> **Goal of the exercise**
Among the entries that follow, find the lines containing the string "Target" and copy them.

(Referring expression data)
■ ■ ■ ■

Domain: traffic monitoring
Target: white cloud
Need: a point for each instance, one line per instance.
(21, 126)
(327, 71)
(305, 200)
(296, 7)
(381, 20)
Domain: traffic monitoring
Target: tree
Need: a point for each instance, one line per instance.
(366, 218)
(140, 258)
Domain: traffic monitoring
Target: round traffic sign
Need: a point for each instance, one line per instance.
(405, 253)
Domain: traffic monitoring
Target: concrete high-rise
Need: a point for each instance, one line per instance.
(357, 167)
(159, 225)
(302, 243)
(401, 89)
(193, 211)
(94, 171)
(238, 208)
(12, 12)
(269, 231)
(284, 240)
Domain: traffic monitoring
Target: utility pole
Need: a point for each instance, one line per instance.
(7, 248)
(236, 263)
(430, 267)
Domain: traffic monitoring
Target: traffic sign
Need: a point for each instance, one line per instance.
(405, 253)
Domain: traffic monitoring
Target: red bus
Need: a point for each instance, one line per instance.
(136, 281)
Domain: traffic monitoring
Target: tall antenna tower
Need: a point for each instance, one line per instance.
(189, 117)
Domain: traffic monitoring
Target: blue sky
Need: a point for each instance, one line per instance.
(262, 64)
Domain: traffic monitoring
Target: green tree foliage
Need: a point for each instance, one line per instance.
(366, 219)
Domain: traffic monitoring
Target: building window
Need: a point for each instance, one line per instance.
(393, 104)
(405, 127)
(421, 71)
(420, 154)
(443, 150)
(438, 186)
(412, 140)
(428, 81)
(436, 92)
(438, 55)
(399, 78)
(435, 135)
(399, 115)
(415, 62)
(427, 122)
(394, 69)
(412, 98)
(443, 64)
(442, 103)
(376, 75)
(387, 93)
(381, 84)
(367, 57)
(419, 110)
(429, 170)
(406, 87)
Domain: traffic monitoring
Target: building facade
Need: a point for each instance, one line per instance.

■ ■ ■ ■

> **Expected answer**
Target: white cloud
Target: tree
Target: round traffic sign
Target: concrete high-rise
Target: utility pole
Target: traffic sign
Target: red bus
Target: tall antenna tower
Target: blue sky
Target: green tree foliage
Target: building window
Target: building facade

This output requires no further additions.